┏━━
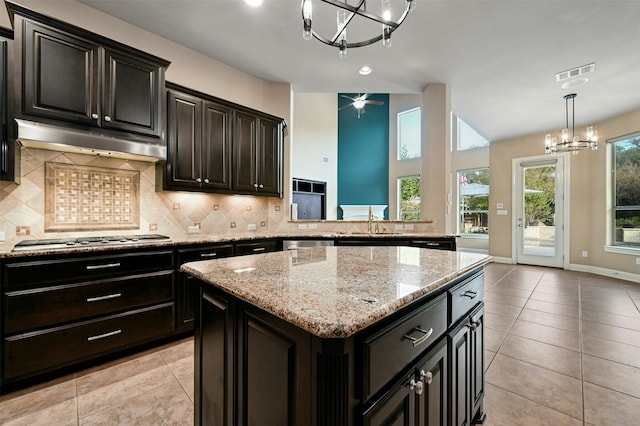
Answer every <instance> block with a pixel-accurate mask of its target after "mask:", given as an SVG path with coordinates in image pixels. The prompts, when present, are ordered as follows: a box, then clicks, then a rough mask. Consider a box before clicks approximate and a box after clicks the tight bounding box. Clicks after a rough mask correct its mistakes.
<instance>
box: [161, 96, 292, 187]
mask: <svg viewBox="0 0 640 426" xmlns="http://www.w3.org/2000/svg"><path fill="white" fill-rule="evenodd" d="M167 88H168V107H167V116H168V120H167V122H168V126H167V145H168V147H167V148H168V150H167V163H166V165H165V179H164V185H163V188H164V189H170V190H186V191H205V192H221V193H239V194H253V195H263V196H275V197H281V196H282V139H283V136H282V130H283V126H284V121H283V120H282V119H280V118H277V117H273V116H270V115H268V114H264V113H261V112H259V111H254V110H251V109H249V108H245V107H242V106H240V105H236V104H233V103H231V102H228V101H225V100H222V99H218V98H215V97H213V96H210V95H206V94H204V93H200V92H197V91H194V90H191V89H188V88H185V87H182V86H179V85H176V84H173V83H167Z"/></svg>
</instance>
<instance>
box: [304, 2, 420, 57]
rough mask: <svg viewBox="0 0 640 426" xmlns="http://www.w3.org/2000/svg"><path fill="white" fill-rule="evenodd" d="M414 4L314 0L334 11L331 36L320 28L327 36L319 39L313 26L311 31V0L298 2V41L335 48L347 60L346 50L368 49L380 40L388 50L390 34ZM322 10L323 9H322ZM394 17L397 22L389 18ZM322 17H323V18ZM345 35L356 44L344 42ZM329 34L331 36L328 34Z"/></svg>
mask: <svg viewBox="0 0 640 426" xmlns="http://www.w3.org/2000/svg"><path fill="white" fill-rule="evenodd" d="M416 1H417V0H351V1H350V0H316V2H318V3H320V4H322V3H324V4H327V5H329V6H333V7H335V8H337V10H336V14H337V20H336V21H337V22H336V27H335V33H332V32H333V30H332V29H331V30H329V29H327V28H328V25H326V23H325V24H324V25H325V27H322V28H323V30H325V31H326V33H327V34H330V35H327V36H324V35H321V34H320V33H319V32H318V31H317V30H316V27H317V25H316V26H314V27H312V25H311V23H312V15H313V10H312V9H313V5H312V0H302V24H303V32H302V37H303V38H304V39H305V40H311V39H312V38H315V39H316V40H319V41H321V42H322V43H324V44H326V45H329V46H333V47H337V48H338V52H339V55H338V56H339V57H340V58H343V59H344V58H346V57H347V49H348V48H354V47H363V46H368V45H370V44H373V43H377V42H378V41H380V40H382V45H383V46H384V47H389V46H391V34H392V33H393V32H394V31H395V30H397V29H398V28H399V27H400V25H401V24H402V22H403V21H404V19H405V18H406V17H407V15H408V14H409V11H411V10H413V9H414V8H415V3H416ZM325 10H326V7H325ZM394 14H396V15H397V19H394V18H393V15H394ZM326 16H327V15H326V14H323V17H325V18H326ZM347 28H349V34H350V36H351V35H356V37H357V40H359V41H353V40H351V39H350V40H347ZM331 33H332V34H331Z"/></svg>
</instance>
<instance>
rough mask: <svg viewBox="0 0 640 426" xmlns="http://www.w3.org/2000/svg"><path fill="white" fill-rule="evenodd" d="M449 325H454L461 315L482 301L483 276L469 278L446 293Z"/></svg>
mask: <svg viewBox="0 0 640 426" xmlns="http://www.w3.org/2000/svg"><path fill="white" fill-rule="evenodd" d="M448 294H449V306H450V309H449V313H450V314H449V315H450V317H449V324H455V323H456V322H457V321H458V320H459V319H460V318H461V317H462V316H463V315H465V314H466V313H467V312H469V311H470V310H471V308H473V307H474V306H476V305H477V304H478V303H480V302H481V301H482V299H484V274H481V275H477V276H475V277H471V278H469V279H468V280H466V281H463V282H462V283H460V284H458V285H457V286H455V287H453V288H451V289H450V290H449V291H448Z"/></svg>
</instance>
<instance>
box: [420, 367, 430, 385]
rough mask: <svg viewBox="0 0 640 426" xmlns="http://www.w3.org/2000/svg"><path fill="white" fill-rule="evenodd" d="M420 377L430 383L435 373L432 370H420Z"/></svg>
┗━━
The problem: Copy out exactly the lines between the line with "box: [420, 367, 430, 385]" and the last line of the entries, counting both of those lines.

Answer:
box: [420, 367, 430, 385]
rough mask: <svg viewBox="0 0 640 426" xmlns="http://www.w3.org/2000/svg"><path fill="white" fill-rule="evenodd" d="M420 377L430 383L435 373L432 370H420Z"/></svg>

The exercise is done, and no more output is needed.